Check every line of the entries that follow, and copy the ones containing "palm".

━━━━━━━━━━

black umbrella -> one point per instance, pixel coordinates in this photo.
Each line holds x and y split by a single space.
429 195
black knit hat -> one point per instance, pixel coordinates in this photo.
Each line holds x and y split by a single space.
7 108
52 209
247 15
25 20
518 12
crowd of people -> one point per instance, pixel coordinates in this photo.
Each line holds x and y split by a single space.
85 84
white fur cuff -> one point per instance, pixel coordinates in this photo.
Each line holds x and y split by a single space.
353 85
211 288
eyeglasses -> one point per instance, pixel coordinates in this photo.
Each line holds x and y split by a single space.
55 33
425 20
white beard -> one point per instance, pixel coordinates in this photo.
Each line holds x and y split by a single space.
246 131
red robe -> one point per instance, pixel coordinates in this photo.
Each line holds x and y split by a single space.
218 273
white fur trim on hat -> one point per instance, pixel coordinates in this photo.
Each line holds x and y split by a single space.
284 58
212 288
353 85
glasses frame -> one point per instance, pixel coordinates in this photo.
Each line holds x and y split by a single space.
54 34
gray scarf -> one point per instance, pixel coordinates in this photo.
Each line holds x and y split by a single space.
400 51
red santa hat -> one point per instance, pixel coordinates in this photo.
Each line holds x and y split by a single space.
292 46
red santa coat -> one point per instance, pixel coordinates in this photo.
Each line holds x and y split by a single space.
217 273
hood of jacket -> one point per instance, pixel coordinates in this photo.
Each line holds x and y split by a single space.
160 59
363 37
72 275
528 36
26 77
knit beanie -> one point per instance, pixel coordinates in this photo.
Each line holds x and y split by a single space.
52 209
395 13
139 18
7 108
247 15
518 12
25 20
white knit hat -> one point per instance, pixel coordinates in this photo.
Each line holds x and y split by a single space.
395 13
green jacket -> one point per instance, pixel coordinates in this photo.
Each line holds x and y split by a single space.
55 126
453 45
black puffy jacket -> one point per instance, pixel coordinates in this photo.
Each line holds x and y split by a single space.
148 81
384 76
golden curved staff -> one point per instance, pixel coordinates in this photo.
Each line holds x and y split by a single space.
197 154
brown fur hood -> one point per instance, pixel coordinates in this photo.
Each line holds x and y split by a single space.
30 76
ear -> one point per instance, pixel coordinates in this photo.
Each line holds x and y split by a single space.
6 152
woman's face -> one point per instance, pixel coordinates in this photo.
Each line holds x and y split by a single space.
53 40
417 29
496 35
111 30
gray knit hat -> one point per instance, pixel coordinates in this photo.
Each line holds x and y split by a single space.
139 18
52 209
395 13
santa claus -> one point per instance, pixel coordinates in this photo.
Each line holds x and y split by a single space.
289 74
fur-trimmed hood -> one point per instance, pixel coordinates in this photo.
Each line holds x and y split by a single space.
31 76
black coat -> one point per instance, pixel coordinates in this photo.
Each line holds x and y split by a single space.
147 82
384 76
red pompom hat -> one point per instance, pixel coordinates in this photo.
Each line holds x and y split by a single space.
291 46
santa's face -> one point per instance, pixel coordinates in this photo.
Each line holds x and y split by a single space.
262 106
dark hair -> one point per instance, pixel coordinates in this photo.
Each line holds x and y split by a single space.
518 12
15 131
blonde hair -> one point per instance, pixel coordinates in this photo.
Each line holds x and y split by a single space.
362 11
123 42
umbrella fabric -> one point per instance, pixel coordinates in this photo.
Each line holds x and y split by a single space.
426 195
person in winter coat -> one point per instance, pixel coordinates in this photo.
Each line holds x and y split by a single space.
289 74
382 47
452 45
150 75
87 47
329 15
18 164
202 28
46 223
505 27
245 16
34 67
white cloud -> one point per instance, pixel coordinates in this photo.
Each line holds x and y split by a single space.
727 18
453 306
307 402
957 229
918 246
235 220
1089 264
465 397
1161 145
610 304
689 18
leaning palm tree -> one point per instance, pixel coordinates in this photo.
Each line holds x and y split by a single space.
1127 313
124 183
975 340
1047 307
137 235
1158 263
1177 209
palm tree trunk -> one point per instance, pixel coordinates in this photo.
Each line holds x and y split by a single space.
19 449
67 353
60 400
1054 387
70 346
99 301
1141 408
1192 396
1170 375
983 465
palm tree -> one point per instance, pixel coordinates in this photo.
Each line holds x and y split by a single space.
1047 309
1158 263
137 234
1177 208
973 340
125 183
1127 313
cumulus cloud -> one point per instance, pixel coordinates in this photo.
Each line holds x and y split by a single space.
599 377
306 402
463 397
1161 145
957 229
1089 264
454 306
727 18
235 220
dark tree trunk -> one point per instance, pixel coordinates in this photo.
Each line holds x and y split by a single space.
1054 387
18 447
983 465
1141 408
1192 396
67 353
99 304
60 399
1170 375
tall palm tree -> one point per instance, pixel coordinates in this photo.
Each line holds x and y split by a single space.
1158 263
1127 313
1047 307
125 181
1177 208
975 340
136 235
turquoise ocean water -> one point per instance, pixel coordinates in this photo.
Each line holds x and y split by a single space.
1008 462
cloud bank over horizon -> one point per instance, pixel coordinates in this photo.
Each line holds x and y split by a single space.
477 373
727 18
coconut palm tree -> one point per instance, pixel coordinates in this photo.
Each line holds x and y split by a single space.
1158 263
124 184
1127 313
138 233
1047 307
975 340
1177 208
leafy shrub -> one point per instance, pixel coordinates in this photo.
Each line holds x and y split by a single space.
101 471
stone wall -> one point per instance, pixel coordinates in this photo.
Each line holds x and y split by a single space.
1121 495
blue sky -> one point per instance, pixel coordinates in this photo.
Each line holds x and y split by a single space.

━━━━━━━━━━

◆ SOLUTION FOR THIS PROBLEM ◆
leaning palm tree -> one point per instance, pixel coordinates in this photo.
palm tree trunk -> one point per instance, pixel coordinates in this photo.
palm tree -> one point per instance, pixel coordinates in this photo.
tall palm tree -> one point per instance, pixel coordinates in this photo.
coconut palm tree -> one point per instance, pixel coordinates in this photo.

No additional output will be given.